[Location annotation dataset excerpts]
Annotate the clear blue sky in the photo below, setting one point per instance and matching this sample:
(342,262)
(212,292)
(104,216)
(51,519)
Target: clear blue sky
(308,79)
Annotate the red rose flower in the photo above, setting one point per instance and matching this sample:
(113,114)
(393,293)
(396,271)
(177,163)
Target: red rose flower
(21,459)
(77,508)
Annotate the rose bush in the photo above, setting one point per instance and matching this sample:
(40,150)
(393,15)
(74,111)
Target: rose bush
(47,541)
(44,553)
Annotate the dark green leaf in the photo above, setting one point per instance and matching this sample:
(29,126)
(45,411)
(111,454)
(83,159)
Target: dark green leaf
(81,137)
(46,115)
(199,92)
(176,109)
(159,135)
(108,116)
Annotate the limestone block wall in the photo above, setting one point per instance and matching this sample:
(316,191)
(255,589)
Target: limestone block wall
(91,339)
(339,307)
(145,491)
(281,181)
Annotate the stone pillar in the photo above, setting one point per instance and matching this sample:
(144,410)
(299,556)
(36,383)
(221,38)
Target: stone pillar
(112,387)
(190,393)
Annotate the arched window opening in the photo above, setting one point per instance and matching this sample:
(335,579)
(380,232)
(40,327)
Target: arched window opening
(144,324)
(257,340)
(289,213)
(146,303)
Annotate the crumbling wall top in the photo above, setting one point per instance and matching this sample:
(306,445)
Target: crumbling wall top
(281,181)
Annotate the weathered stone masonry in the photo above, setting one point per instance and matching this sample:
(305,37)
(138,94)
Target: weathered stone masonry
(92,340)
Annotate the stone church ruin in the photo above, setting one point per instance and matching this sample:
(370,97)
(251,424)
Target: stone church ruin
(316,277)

- _EXERCISE OBJECTIVE_: Starting at the line containing "Annotate the crumbling" and ending at the last line of the listing, write out every line again, requests included. Multiply each answer coordinate by 0.4 and round it to a whole number, with halves rounded up, but leave the requests and their sample coordinates unchanged.

- _RESPONSE_:
Annotate the crumbling wall top in the photo above, setting one point per instance and matching this sample:
(306,445)
Target: crumbling wall top
(112,72)
Annotate the weathered stone masonry in the photo above, setting one point per instance and matching this sample:
(305,37)
(138,94)
Target: weathered stone masonry
(37,136)
Annotate the stone church ruin in the photo above, setting one point per instance and matching this sample:
(370,97)
(251,424)
Target: stone church ruin
(126,111)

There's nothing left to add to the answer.